### Fragmento del texto
..........
En los días que pasaron hasta que comenzó el curso y el P. Claudio comenzó a ejercer de Maestro, a los de los cursos superiores les faltó tiempo para precavernos de que el P. Claudio era menos dado al humor que su socio, el Vicemaestro. Esto no resultó del todo cierto. A nosotros, imberbes en plena pos adolescencia de nuestros tardíos 17 años, nos resultaba complicado percibir entonces los matices de su discurso socarrón y pleno de ironías. Pero no cabe duda de que en aquellos tiempos revueltos de mediados de los setenta, el Generalísimo las espicharía en poco más de un año, el P. Claudio dispensaba unas notables dosis de guasa que, a veces, lindaba con la causticidad. Eso sí, en los temas banales. Los asuntos serios eran harina de otro costal. Uno no puede ser profesor de Teología Dogmática y exhibir el mismo sentido del humor que Oleg Popov. ¿Es posible que fuera hincha del Atlético de Madrid? En temas futboleros, por ejemplo, respiraba sorna y retintín por los cuatro costados.

Lo cual, por cierto, no encajaba muy bien con su aspecto de castellano viejo, bien que entonces apenas contara 53 años (Roa, Burgos, 1921). Pero sí, era un hombre recio de apariencia y carácter. Como dicen en Castilla, muy recto y exigente.  A veces en demasía para nuestra trastocada y tardía pubertad. Poco o nada dado a las confidencias y siempre marcando las distancias con sus discípulos. Era un maestro a la antigua usanza, ferviente defensor del cumplimiento de las reglas y deberes al milímetro, entre las que ocupaban un lugar primordial, ¡cómo no!, las devocionales.

Era de aquella generación a la que todos los cambios eclesiales y los del siglo la habían pillado en una tierra de nadie. Demasiado mayor, si es que se puede ser mayor a los cincuenta y pico años, para asumir, a la chita callando, el “aggiornamento” tan voceado desde el Vaticano. No era difícil percibir en los frailes de esa generación a quienes les habían impartido magisterio en la posguerra, las tensiones inherentes entre lo que habían aprendido y aquello que ahora se veían, literalmente, obligados a enseñar.  Y el P. Claudio, por inteligente que fuera, y lo era, estaba atrapado en aquel laberinto del querer y no poder. O viceversa. Alrededor todo parecía desmoronarse: el franquismo, la unidad patria, el poder omnipresente de la Iglesia.
..........
### Datos registrados
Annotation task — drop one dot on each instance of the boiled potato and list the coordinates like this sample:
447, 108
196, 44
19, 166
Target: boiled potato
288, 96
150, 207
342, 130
..........
### Enunciado 1
Responde con los datos del texto sobre el P. Claudio:
(a) ¿De qué materia era profesor el P. Claudio?
(b) ¿Dónde y en qué año nació?
(c) ¿Qué tres cosas parecían desmoronarse a su alrededor?
### Enunciado 2
Reanuda el texto sobre el P. Claudio a partir de su última oración.

### Respuesta escrita 1
(a) De Teología Dogmática.
(b) En Roa, Burgos, en 1921.
(c) El franquismo, la unidad patria y el poder omnipresente de la Iglesia.

### Respuesta escrita 2
Y por supuesto, las actitudes, aparentemente poco ejemplares, de los estudiantes, teólogos y filósofos no hacían si no socavar más los cimientos. Estudiantes que, por lo demás, también caminábamos en tierra de nadie. Demasiado jóvenes para asumir los cambios que fluían torrencialmente en los medios de comunicación, en los partidos políticos hasta hace tan poco proscritos y en las algaradas en las facultades madrileñas. No fue fácil, para el P. Claudio, hacer de faro y luminaria en unos tiempos tan convulsos.

El alrededor más próximo éramos principalmente nosotros, la cuarentena de estudiantes, unos cuantos supervivientes de naufragios espirituales y algunos otros salvados de las zozobras del siglo sólo con el propósito, inconsciente quizá, de ascender a toda costa en el escalón social. En realidad, una mera huida del campesinado bajo de Castilla, estrato original de la inmensa mayoría de nosotros. El Padre Claudio, aunque a nosotros, para bien o para mal eso nos traía entonces al pairo, acarreaba una formación académica de alto standing, exquisita: Licenciado en Teología (Angelicum), Doctorado en Misionología (Urbaniana), Maestro en Teología, además, para entonces ya lo había dejado tras 10 años, había sido director de la revista “Studium”.

Naturalmente, su excelente formación escolar se manifestaba en sus charlas, muy preparadas y estructuradas. En realidad, bajo un leve barniz espiritual, como correspondía a la relación maestro-hijos espirituales del Estudiantado, eran una continuación de las clases de Sacramentos que impartía en el aula. Especializado en dogma, más específicamente en el sacramento de la Eucaristía, el cumplimiento de toda la normativa ritual constituía, según él, nuestra tabla de salvación, el pilar esencial para consolidar nuestro aspirantado al orden sacerdotal. Algo sobre lo que no pocos de entre nosotros, por comodidad o rebeldía, discrepábamos. Aunque, ni que decir tiene, no osábamos manifestarlo. Si alguien, por holgar o cansancio no acudía a la plegaria matutina, otras habría al cabo del día, las semanas y los meses que la suplieran, nos decíamos. Esto representaba, para el P. Claudio, una pirueta en el vacío, uno de los peores y más visibles signos de que la vocación en ciernes del estudiante dormilón comenzaba a perderse en el laberinto de la pereza y la ociosidad.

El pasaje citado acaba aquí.